◆ Problem:
Whatever the data contains, copy all of it exactly.

════════════════

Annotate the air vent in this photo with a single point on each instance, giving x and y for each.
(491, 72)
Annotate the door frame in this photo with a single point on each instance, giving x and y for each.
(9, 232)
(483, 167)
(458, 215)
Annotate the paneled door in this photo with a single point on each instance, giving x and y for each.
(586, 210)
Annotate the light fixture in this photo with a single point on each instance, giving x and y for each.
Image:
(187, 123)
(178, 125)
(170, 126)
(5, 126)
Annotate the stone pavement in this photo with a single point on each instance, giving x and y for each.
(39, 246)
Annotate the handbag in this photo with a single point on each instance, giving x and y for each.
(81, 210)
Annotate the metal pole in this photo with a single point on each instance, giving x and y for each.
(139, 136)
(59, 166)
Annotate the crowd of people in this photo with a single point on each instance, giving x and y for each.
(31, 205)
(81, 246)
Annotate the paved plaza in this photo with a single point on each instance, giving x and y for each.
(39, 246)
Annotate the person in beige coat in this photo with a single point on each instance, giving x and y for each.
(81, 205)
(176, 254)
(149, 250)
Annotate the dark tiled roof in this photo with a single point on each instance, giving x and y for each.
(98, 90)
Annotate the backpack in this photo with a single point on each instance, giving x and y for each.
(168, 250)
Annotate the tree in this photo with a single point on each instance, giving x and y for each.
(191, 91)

════════════════

◆ Reply:
Annotate the air vent in this photo with a single point on each instance, giving x and y for each.
(491, 72)
Annotate the door frame in this photo with a single point on each instance, giving x and y for each.
(9, 232)
(483, 167)
(458, 215)
Annotate the paneled door in this photo with a single point on each instance, giving x and y for each.
(586, 210)
Annotate the light fixture in this photo with a single point on each instance, giving x and y for each.
Image:
(187, 123)
(178, 125)
(170, 126)
(5, 126)
Annotate the stone pavement in this photo with a single point on each instance, giving x and y for each.
(39, 246)
Annotate the handbag in this photo with a single point on each instance, giving x and y for each.
(81, 210)
Annotate the metal pole in this photo with a single point on each instance, giving x and y for each.
(139, 136)
(59, 166)
Annotate the crowd of people in this photo with a single point on each instance, giving x and y for each.
(31, 205)
(81, 246)
Annotate the paved plaza in this photo with a single point on each instance, giving x and y for each.
(39, 246)
Annotate the person in beige coat in this photo with a single point on each instance, giving x and y for each.
(81, 205)
(176, 254)
(149, 250)
Annotate the dark tiled roof in this photo with a single point on each instance, giving x and y for each.
(98, 90)
Annotate the backpack in this photo with a single point on each instance, giving x and y for each.
(168, 250)
Annotate the tree in this photo with a single point on each instance, giving x and y for each.
(191, 91)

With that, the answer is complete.